#### Problems:
(a) Please quote the Brass in Concert article below word for word, starting with "19-Nov-20084BR gives the" and going on through "on the wane.".
(b) In one to three sentences, explain why the Brass in Concert article below lists Frank Renton among the things that worked.
(c) Carry on the Brass in Concert article below from its final line.

══ Passage given ══

2008 Brass in Concert Championship - Did work/Didn't work?
19-Nov-20084BR gives the lowdown on what worked a treat and what worked like Newcastle United's back four on the weekend at The Sage...
As always at Brass in Concert there were things that some bands tried that came off a treat, and others that had as much going for them as booking Newcastle United season tickets for next year…
Some things were great and brought joy to the heart, some made you bite the tops off your fingers in embarrassment – whilst one had both in equal measures…
What Worked:
Not quite Billy Piper, but it worked...: Whitburn use the bagpipe man...
Picture: Ian Clowes
1. Frank Renton
Without him the whole day would lose a great deal of its appeal. Some great little jokes, plenty of information and the ability to keep things ticking along when audience stamina was on the wane.
2. On screen projections
From the use by the sponsors to fill in the gaps between bands, to some of the bands utilizing it to enhance will placed reflective musical items.
3. The international invites
The premiere entertainment contest in the world is enhanced by the very best bands from around the globe. Time to make a few hard decisions then…
4. The odd bit of magic – Fairey Band
Where did the girl in the box go? A pity it took the attention away from the music though – or was that the plan?

═══
══ Recorded information ══

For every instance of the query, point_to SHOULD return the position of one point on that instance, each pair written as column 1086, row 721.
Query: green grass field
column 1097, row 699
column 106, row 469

═══

#### Answers for this exercise:
(a)
19-Nov-20084BR gives the lowdown on what worked a treat and what worked like Newcastle United's back four on the weekend at The Sage...
As always at Brass in Concert there were things that some bands tried that came off a treat, and others that had as much going for them as booking Newcastle United season tickets for next year…
Some things were great and brought joy to the heart, some made you bite the tops off your fingers in embarrassment – whilst one had both in equal measures…
What Worked:
Not quite Billy Piper, but it worked...: Whitburn use the bagpipe man...
Picture: Ian Clowes
1. Frank Renton
Without him the whole day would lose a great deal of its appeal. Some great little jokes, plenty of information and the ability to keep things ticking along when audience stamina was on the wane.

(b) Without him the day would lose a great deal of its appeal. He offered some great little jokes and plenty of information, and he kept things ticking along when audience stamina was on the wane.

(c)
5. Able March – Reg Vardy
On a day when decent a march was a rarity, this was a little gem.
6. Well rehearsed choreography – Stavanger/Fairey
When done well it works a treat – these two did it and looked like they actually enjoyed it.
7. Use of a bagpiper – Whitburn
Who would have thought it, but never has the old octopus squeezer been used as effectively.
8. Sousaphones
Strange as it may seem, but the instrument rather suits the brass band.
9. Side events
The weekend benefited greatly from the brass open day on the Saturday – it brought in plenty of families. The Gala Concert was a bit of a triumph too – thanks to the Norwegians – again.
10. The results ceremony
Well done the organisers – short on speeches, so plenty of time to hand out the awards without the sound of shuffling feet and yawning from the audience.
What Didn’t:
Given it the bird: Cory opt for the Tweety Pie approach...
Picture: Ian Clowes
1. Slapstick humour
No more comedy fancy dress (although Fairey were very good – Whitburn’s George Michael and Cory’s Tweety Pie were not. Mimed indifference by players to unintended soloists or prancing idiots should be banned by law.
2. Close harmony singing
Brass band players are no Men Aloud wannabes. Ensemble Karoake belongs in pubs and X Factor, unless you really know what you are doing.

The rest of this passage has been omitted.